The exercise = Format the data below as a numbered list, starting at the line containing "the snow on" and running through the final line, both included. Omit any blank lines.

(Excerpts from a pointing dataset)
━━━

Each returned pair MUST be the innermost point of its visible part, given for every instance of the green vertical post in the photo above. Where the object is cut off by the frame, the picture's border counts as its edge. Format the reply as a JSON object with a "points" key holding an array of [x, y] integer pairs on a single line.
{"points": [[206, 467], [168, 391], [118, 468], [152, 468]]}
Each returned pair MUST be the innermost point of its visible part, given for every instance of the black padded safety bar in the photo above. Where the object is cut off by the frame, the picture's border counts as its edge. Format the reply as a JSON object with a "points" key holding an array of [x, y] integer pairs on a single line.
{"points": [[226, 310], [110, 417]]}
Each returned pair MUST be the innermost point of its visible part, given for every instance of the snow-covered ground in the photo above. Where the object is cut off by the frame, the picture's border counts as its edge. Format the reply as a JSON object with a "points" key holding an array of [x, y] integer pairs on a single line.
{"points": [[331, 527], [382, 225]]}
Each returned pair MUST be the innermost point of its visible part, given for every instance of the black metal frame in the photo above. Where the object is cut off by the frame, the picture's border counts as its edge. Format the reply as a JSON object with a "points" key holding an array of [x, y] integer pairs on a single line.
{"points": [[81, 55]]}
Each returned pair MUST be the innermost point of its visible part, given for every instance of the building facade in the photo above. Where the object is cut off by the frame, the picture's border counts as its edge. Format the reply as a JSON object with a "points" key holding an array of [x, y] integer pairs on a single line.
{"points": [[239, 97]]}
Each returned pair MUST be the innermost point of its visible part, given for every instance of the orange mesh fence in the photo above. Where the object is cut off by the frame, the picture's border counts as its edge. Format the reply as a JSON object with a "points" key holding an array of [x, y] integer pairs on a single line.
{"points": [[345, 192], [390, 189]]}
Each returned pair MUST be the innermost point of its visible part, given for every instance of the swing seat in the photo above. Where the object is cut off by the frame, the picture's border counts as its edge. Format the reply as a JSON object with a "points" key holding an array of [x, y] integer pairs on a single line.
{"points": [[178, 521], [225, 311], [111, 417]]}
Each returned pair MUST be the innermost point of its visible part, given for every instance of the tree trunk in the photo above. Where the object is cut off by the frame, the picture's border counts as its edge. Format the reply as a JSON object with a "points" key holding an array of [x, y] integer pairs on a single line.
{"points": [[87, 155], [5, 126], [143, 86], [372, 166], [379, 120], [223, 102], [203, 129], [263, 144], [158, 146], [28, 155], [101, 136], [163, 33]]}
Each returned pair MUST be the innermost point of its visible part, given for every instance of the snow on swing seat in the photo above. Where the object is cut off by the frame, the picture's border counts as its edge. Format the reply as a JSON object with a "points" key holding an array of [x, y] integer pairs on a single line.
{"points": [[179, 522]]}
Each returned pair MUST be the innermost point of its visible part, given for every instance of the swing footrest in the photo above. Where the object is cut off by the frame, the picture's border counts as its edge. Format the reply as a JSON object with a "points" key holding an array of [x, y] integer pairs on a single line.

━━━

Full solution =
1. Each returned pair MUST be the innermost point of its visible part, given for every instance of the snow on swing seat in the photo above. Where the object is cut off by the frame, the picture's border counts as its edge. Format the reply as a JSON object with a "points" key holding an array of [x, y] integer pairs on a single line.
2. {"points": [[179, 522]]}
3. Each returned pair MUST be the innermost point of its visible part, given for every instance of the swing footrest in the photo above. Where the object is cut off by the frame, the picture's border counts as its edge. Format the reply as a JSON object with a "points" key holding an array of [x, y] integer pairs on a single line.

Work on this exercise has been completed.